## What is needed
Please restate the data word for word, leaving out no line.

═════ Records provided

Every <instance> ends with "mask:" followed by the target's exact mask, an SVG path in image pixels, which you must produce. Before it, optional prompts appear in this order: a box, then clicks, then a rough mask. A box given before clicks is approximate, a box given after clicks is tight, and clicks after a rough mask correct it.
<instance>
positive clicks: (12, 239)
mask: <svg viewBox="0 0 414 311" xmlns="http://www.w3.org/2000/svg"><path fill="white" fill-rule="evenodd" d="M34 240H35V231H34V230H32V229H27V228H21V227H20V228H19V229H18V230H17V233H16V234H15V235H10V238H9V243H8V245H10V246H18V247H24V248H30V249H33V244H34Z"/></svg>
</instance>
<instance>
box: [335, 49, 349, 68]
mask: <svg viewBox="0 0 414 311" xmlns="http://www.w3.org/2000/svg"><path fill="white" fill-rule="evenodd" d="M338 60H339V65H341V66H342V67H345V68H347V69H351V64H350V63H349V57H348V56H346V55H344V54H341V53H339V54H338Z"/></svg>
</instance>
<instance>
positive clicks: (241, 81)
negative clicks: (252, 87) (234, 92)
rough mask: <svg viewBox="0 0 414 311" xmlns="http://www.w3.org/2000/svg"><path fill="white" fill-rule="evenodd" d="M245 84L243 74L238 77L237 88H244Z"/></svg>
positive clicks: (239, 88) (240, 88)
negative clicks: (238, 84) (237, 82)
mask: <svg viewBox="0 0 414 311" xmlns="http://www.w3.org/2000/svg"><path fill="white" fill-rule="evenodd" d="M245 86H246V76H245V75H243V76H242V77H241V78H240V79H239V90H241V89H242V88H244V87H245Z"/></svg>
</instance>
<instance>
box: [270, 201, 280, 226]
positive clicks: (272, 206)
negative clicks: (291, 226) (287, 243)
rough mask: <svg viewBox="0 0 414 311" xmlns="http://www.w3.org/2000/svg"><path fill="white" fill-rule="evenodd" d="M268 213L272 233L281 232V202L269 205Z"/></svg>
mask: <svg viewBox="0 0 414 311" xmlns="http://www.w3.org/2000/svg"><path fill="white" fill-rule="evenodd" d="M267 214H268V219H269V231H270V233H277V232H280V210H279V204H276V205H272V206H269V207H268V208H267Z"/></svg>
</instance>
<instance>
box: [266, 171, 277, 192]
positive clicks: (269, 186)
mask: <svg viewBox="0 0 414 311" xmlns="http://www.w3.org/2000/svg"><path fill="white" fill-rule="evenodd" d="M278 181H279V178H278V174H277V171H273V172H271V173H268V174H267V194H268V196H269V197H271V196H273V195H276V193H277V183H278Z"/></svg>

══════════

## Exercise output
Every <instance> ends with "mask:" followed by the target's exact mask, an SVG path in image pixels, which you must produce. Before it, optional prompts appear in this order: a box, then clicks, then a rough mask. A box given before clicks is approximate, a box given after clicks is tight, and clicks after a rough mask correct it.
<instance>
positive clicks: (12, 239)
mask: <svg viewBox="0 0 414 311" xmlns="http://www.w3.org/2000/svg"><path fill="white" fill-rule="evenodd" d="M34 240H35V231H34V230H32V229H27V228H21V227H20V228H19V229H18V230H17V233H16V234H15V235H10V238H9V243H8V245H10V246H18V247H24V248H30V249H33V244H34Z"/></svg>
</instance>
<instance>
box: [335, 49, 349, 68]
mask: <svg viewBox="0 0 414 311" xmlns="http://www.w3.org/2000/svg"><path fill="white" fill-rule="evenodd" d="M338 60H339V65H341V66H342V67H345V68H347V69H351V64H350V63H349V57H348V56H346V55H344V54H341V53H339V54H338Z"/></svg>
</instance>
<instance>
positive clicks: (241, 81)
negative clicks: (252, 87) (234, 92)
rough mask: <svg viewBox="0 0 414 311" xmlns="http://www.w3.org/2000/svg"><path fill="white" fill-rule="evenodd" d="M245 84L243 74L238 77L237 88H244Z"/></svg>
positive clicks: (239, 88) (240, 88)
negative clicks: (238, 84) (237, 82)
mask: <svg viewBox="0 0 414 311" xmlns="http://www.w3.org/2000/svg"><path fill="white" fill-rule="evenodd" d="M245 86H246V76H245V75H243V76H242V77H241V78H240V79H239V90H241V89H242V88H244V87H245Z"/></svg>
</instance>
<instance>
box: [270, 201, 280, 226]
positive clicks: (272, 206)
negative clicks: (291, 226) (287, 243)
rough mask: <svg viewBox="0 0 414 311" xmlns="http://www.w3.org/2000/svg"><path fill="white" fill-rule="evenodd" d="M268 213L272 233L281 232V202L269 205Z"/></svg>
mask: <svg viewBox="0 0 414 311" xmlns="http://www.w3.org/2000/svg"><path fill="white" fill-rule="evenodd" d="M267 214H268V219H269V231H270V233H277V232H280V210H279V204H276V205H272V206H269V207H268V208H267Z"/></svg>
</instance>
<instance>
box: [266, 171, 277, 192]
positive clicks: (269, 186)
mask: <svg viewBox="0 0 414 311" xmlns="http://www.w3.org/2000/svg"><path fill="white" fill-rule="evenodd" d="M278 181H279V178H278V174H277V171H273V172H271V173H268V174H267V194H268V196H269V197H271V196H273V195H276V193H277V183H278Z"/></svg>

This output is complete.